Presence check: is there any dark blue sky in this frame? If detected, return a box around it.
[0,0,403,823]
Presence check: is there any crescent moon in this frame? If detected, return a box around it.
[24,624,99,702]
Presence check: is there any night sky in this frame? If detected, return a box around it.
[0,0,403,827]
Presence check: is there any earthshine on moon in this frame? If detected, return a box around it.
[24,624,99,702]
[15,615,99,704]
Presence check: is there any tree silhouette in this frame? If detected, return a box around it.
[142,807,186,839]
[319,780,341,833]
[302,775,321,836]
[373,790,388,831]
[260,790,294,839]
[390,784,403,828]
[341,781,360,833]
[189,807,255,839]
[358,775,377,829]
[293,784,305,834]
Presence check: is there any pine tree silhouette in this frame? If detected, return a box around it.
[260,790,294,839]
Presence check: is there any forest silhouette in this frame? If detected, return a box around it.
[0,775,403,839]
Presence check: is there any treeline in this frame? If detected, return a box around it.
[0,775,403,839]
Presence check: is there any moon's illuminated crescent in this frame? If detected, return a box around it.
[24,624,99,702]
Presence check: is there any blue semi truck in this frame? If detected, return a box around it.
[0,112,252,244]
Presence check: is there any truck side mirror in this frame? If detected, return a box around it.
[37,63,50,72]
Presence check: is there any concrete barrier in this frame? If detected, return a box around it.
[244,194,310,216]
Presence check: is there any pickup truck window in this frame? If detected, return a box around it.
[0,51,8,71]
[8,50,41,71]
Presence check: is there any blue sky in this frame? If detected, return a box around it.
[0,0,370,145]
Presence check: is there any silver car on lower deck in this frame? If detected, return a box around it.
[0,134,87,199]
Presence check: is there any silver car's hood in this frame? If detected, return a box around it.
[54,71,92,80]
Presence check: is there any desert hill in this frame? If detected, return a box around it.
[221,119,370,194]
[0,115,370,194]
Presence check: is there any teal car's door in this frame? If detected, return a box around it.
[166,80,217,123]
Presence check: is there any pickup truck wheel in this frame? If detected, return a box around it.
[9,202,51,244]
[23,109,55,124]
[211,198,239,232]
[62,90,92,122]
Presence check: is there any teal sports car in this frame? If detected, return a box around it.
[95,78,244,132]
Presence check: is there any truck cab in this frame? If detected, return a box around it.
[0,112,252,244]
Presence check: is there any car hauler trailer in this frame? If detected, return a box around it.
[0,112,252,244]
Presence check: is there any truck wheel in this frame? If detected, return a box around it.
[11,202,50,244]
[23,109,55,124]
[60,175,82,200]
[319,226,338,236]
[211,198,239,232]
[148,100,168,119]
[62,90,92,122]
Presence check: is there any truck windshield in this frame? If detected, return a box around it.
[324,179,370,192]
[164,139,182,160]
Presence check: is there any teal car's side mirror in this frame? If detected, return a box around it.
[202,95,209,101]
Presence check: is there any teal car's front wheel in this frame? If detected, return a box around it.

============================================================

§ Aim
Reproduce the listing above word for word, from its first line through its last.

§ Final result
Presence check: is there any dark blue sky in this frame? If detected, return a box around it.
[0,0,403,823]
Presence check: is there any crescent moon in this frame? If detected, return a box around it.
[24,624,99,702]
Presence check: is there any night sky in this frame? If detected, return a box around it.
[0,0,403,827]
Presence check: is there any earthshine on moon in this frame? If detected, return a box around it.
[24,624,99,702]
[15,615,99,704]
Presence check: is there any tree silhouette in this frame? If detected, return a box around it.
[142,807,186,839]
[319,780,341,833]
[302,775,321,836]
[373,790,388,831]
[260,790,294,839]
[390,784,403,828]
[341,781,360,833]
[189,807,255,839]
[358,775,377,829]
[293,784,305,834]
Presence check: is there any pine tree silhouette in this frame? If detected, return a box around it.
[260,790,294,839]
Presence check: is there any forest silhouette in this frame? If detected, return a box around it.
[0,775,403,839]
Presence check: is there any treeline in this frame? If detected, return a box around it.
[0,775,403,839]
Presence check: is there any moon's illuminated crescent in this frame? If detected, return a box around it.
[24,624,99,702]
Presence check: is there any blue semi truck in this frame? If detected, return a box around it.
[0,112,252,244]
Presence check: is there any truck side mirror in this frame? If detected, return a box around it.
[37,63,50,72]
Presence check: is there any concrete barrier in this frame? If detected, return a box around it.
[244,194,310,216]
Presence check: is there any pickup truck window in this frame? If detected, return a box around it.
[0,51,8,71]
[8,50,41,71]
Presence check: is there any blue sky in this frame? If detected, return a box around it.
[0,0,370,145]
Presence check: is there any silver car on lower deck in this frame? If detected, return a box around it.
[0,134,87,199]
Presence check: is there any silver car's hood in this frame? If detected, return a box around it.
[54,71,92,80]
Presence check: is there any desert hill in this frame? If detected, return a box around it.
[221,119,370,194]
[0,115,370,194]
Presence check: is there any teal car's door in this frame? If detected, return a box around it.
[166,80,217,123]
Presence check: is there any pickup truck wheel in this frame? If detected, return a box around it.
[9,202,51,244]
[23,109,55,124]
[211,198,239,232]
[62,90,92,122]
Presence check: is there any teal sports car in this frame? If detected, return a box around it.
[95,78,244,132]
Presence check: is there any truck cab in this frame? If detected, return a box around it.
[0,112,252,244]
Presence check: is there any car hauler trailer in this frame? If detected, return a box around it.
[0,112,252,244]
Presence check: is there any truck wheel in this frame? If detected, return a box around it.
[11,202,50,244]
[23,109,55,124]
[60,175,82,200]
[319,226,338,236]
[211,198,239,232]
[148,100,168,119]
[62,90,92,122]
Presence check: is there any truck windshield in this frame? If detected, return a box around it.
[324,179,370,192]
[164,139,182,160]
Presence check: is there any teal car's side mirror in this frame? If detected, return a box around it.
[202,95,209,101]
Presence check: is there any teal car's front wheel in this frame? If detected, return a box around it.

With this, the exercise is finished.